§ WORK TO DO
How many lines in the items below contain the word "above"? Reply with the number alone.
---
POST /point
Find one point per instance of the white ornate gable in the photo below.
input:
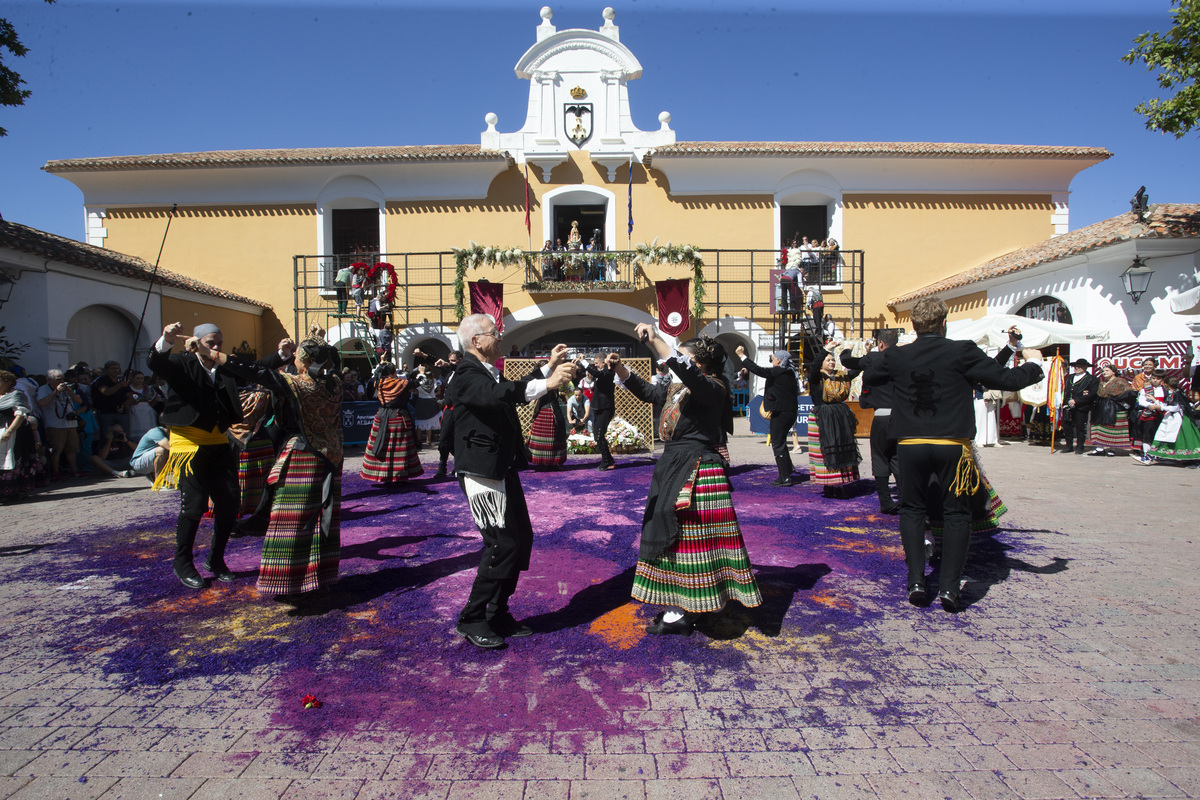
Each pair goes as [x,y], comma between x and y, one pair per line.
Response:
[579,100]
---
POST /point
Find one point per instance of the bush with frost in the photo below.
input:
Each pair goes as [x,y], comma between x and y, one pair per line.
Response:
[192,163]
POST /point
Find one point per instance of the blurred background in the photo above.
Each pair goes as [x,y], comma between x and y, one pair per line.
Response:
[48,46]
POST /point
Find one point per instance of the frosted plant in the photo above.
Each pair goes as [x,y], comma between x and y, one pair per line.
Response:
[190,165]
---
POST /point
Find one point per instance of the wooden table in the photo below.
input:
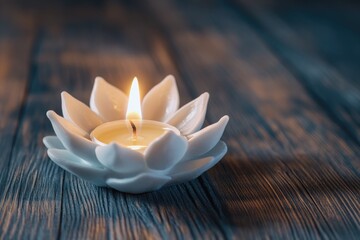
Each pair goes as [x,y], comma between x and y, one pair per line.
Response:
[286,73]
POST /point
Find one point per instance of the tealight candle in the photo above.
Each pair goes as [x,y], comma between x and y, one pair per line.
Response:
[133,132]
---
§ WORKED ANSWER
3